* PROBLEM SET *
a - In the court opinion, rewrite the part that opens with the words "995 F.2d 1061" and closes with "No. 92-2280.", swapping "Plaintiffs" for "Petitioners".
b - According to the court opinion, which law did the lower court conclude barred the taxpayers' suit?

* TEXT TO READ *
•••
995 F.2d 1061

NOTICE: First Circuit Local Rule 36.2(b)6 states unpublished opinions may be cited only in related cases.
Andrew TEMPELMAN and Priscilla Tempelman, Plaintiffs, Appellants,
v.
UNITED STATES of America, et al., Defendants, Appellees.

No. 92-2280.

United States Court of Appeals,
First Circuit.

June 3, 1993

APPEAL FROM THE UNITED STATES DISTRICT COURT FOR THE DISTRICT OF NEW HAMPSHIRE

Andrew Tempelman and Priscilla Tempelman on brief pro se.

Peter E. Papps, United States Attorney, James A. Bruton, Acting Assistant Attorney General, Gary R. Allen, William S. Estabrook, and Doris D. Coles, Attorneys, Tax Division, Department of Justice, on brief for appellees.

D.N.H.

AFFIRMED.

Before Torruella, Cyr and Boudin, Circuit Judges.

Per Curiam.

1

Andrew and Priscilla Tempelman (the taxpayers) filed a pro se action in federal district court seeking to enjoin the Internal Revenue Service (IRS) from collecting back taxes. The lower court denied relief, concluding that the suit was barred by the Anti-Injunction Act, 26 U.S.C. § 7421(a). We agree with this determination and therefore affirm.
•••
* DATA BLOCK *
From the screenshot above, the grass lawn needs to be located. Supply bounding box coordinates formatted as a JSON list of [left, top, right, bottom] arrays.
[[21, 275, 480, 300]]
•••
* EXERCISE RESULTS *
a -
995 F.2d 1061

NOTICE: First Circuit Local Rule 36.2(b)6 states unpublished opinions may be cited only in related cases.
Andrew TEMPELMAN and Priscilla Tempelman, Petitioners, Appellants,
v.
UNITED STATES of America, et al., Defendants, Appellees.

No. 92-2280.

b - The Anti-Injunction Act, 26 U.S.C. § 7421(a).